SELECTED TEXT
* * *

People who are interested in thought leaders with linear journeys and aha moments that can be neatly packaged may not be able to see how creative affronts to patriarchy are at the heart of all of this work. And so am I. You will rarely find me describing myself as a change maker because I think it is pompous to imagine that I am leading a life that is somehow dedicated to service. I serve my own creative instincts, and the call of my gut. The work that comes out of this enterprise happens to be valuable to others as well, and I rejoice in that. However, I am quite wary of being celebrated as a selfless do-gooder. I am aware that my efforts are geared towards things that interest me deeply. If they did not, I would stop working on them.

Artwork gifted to me at NLK Group of Schools’ Disha Literature Festival in Kanpur, February 2019

Anyway, I will not ramble any more. I reproduce here a blog post I wrote for the Hri Institute for Southasian Research and Exchange on 14th February 2014, the day FAB aka ADK was born.

We live in times when the celebration of love has got associated with a particular date in the month of February, and it is not uncommon to come across people flustered by this trying to fight the trend. The fact that certain forms of love are privileged over others or that expression of love is equated with gifts, chocolates and candle-lit dinners are definitely matters that prompt us to reflect and rant. I thought it would be exciting to explore other spaces of love, particularly those that challenge us — the difficulty of loving someone you have been brought up to despise, or discovering love in seemingly unexpected places — in this case, friendships between Indians and Pakistanis.

This Valentine’s Day, I am launching an initiative called ‘Friendships Across Borders: Aao Dosti Karein’. The idea is simple, to share stories of cross-border friendships between Indians and Pakistanis, to show that peace talk is not just lip service, to demonstrate through real examples that it is possible for Pakistanis and Indians to build beautiful friendships. Usually, the word ‘cross-border’ is followed by ‘terrorism’ or ‘trade’. Why do we talk so rarely of ‘cross-border friendships’ or ‘cross-border love stories’? These are spaces of transgression but also spaces of love. They shake up conventions and norms around whom one is allowed to befriend, love, care about, share joys and sorrows with.

I have grown up in India and I also feel at home in Pakistan and among Pakistanis. I say ‘and’, not ‘but’, because Bhitshah, Data Darbar, Sehwan Sharif, Nankana Sahib and the Jain temples of Tharparkar are as much a part of my legacy as are Varanasi, Sarnath, Shirdi, Harmandir Sahib and Hazrat Nizamuddin’s dargah in Delhi. On my visits to Pakistan, and in my meetings with Pakistanis in India and Nepal, I have received love not only from the people who hosted me in their homes or invited me for events and programmes.

Knowing that I am from India has often invited spontaneous bursts of affection, goodwill, blessings and generosity. I am not referring only to people I have met at workshops or conferences but shopkeepers, taxi drivers, janitors, and fellow travellers I have chatted with while using public transport.

I have friends from Rawalpindi, Lahore, Karachi, Islamabad, Mansehra, Mirpur, Quetta, Sargodha, Sialkot, Jamshoro, Taxila, Hyderabad and Peshawar. I have not even met some of them in person because current visa rules followed by India and Pakistan make it arduous. However, we have had the warmest of exchanges over Facebook and Twitter. These have gone far beyond superficial pleasantries, and we have had the opportunity to enjoy listening to each other’s thoughts about various things.

* * *

DATASET ENTRIES
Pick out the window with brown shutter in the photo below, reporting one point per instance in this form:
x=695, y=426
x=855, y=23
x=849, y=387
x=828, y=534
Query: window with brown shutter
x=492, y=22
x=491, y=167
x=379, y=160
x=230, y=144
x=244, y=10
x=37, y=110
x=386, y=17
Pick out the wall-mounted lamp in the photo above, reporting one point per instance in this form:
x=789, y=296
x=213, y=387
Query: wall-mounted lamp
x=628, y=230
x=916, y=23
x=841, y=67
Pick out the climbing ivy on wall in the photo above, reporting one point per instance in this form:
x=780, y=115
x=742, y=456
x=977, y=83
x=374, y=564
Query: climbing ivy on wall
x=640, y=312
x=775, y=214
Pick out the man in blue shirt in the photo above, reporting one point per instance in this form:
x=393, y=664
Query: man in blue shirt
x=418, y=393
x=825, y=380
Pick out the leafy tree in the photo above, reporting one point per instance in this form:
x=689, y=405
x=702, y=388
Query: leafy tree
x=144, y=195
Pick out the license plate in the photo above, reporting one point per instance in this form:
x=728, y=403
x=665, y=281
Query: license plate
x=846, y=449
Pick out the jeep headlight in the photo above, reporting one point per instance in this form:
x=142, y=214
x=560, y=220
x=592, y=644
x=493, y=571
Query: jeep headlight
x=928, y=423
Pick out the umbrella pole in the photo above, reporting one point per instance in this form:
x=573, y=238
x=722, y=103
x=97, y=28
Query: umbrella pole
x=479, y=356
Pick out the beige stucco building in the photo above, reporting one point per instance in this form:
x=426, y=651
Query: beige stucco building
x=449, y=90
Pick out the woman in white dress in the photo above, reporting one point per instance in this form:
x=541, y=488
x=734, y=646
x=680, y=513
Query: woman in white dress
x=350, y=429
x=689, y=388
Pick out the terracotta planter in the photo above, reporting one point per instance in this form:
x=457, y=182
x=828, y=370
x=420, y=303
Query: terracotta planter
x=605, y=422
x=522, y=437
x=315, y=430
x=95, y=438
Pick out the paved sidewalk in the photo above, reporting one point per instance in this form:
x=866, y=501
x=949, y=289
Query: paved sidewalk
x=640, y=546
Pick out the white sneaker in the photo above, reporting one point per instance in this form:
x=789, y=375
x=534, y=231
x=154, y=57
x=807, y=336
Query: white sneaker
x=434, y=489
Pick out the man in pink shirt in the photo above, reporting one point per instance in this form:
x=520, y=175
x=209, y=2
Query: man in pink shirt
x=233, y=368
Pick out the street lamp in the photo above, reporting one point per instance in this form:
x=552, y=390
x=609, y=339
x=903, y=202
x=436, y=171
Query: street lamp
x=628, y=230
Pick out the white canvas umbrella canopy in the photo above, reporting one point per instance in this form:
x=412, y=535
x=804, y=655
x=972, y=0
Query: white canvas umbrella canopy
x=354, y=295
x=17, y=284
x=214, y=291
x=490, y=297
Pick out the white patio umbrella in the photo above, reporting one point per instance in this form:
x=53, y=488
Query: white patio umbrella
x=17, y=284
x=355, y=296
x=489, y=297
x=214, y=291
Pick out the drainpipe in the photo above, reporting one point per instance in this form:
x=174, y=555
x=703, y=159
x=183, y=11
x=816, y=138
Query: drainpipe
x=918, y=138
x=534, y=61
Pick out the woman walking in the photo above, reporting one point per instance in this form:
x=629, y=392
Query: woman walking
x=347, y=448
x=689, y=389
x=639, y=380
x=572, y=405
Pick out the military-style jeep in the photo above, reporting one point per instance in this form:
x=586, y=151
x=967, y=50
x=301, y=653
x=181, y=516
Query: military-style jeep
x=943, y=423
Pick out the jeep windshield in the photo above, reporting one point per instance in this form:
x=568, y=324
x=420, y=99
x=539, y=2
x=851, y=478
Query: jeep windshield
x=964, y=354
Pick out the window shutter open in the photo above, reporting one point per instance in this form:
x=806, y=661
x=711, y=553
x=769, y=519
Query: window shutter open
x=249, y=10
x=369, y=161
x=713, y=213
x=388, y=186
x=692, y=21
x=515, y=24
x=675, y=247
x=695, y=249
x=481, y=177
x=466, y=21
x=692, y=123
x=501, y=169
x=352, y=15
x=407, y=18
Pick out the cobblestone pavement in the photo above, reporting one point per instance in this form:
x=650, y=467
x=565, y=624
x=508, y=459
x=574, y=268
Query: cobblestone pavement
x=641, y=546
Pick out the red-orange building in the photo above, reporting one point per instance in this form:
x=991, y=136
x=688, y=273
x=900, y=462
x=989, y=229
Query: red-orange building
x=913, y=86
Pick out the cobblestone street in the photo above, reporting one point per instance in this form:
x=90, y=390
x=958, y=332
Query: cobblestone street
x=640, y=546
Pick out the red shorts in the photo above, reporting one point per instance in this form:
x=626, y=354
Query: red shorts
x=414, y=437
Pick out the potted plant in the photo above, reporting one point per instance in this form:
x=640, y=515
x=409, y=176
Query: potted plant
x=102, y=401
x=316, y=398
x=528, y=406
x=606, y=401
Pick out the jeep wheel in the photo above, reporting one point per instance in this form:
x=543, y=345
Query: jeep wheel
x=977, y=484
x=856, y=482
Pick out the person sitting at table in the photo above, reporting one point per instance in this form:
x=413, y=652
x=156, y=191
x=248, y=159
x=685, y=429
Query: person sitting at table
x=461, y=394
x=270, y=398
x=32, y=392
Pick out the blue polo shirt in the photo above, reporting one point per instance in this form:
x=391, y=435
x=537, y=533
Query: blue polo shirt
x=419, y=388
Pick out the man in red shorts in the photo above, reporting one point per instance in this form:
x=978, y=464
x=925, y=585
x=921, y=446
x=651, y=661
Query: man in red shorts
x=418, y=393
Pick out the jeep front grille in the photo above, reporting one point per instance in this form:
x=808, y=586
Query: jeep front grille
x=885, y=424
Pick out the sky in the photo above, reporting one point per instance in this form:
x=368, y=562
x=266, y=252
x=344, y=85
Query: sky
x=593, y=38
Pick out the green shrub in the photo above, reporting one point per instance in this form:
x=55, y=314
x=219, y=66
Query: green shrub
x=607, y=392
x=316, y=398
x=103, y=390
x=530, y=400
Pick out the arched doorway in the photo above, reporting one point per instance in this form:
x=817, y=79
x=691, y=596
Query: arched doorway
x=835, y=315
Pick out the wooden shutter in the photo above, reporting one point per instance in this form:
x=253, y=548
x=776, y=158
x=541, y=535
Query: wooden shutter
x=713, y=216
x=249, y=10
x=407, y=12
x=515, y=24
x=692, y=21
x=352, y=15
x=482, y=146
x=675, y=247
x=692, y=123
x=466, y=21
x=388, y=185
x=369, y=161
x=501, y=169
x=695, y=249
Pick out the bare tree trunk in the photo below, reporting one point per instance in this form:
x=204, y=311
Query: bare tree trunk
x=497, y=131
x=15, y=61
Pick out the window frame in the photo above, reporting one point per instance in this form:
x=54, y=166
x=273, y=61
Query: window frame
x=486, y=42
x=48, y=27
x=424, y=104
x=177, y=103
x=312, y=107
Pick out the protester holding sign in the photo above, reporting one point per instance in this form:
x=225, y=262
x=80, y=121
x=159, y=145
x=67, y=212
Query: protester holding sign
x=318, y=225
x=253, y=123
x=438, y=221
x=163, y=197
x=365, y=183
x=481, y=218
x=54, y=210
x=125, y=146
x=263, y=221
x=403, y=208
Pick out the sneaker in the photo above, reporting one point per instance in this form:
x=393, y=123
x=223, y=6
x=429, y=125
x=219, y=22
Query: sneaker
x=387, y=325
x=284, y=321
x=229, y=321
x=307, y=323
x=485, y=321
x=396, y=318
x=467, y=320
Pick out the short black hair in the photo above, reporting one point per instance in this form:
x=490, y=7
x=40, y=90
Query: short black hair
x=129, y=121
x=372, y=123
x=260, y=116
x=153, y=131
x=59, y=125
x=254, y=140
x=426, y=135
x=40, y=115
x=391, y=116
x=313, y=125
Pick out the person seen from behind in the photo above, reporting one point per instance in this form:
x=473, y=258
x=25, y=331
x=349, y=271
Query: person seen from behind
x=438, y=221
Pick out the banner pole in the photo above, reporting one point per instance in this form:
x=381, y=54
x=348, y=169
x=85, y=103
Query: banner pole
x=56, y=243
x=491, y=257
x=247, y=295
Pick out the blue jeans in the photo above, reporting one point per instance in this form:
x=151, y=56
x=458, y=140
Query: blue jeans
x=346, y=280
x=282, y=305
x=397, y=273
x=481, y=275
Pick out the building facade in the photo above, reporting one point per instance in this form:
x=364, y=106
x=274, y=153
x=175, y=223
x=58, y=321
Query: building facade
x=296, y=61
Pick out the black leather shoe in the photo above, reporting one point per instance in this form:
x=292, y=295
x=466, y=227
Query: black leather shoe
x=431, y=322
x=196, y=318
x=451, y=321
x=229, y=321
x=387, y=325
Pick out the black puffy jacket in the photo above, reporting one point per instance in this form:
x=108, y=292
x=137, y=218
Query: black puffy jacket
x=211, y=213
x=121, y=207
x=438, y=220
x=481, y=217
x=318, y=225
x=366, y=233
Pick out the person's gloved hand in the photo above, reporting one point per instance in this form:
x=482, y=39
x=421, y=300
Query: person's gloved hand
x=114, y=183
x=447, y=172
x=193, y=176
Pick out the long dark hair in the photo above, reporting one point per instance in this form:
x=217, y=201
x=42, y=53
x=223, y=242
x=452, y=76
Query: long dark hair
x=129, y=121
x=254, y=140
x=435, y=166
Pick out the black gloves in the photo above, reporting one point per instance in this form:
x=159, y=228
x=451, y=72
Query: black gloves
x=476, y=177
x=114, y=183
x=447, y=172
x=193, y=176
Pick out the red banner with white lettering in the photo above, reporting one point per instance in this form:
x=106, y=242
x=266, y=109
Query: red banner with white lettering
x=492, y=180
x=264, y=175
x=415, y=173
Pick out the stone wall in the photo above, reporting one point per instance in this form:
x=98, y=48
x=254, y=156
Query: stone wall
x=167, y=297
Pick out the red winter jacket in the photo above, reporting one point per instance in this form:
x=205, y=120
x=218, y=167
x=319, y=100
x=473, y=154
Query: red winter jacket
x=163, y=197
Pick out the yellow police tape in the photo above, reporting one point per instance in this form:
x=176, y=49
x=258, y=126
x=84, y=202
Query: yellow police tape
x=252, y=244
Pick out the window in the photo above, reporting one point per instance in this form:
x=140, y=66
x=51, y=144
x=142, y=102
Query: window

* * *

TASKS FOR THIS EXERCISE
1. In the passage on cross-border friendships, retype the words from "Artwork gifted to" up to and including "ADK was born.".
2. According to the passage on cross-border friendships, what is the name of the initiative launched on Valentine's Day?

ANSWERS FOR THIS EXERCISE
1.
Artwork gifted to me at NLK Group of Schools’ Disha Literature Festival in Kanpur, February 2019

Anyway, I will not ramble any more. I reproduce here a blog post I wrote for the Hri Institute for Southasian Research and Exchange on 14th February 2014, the day FAB aka ADK was born.

2. Friendships Across Borders: Aao Dosti Karein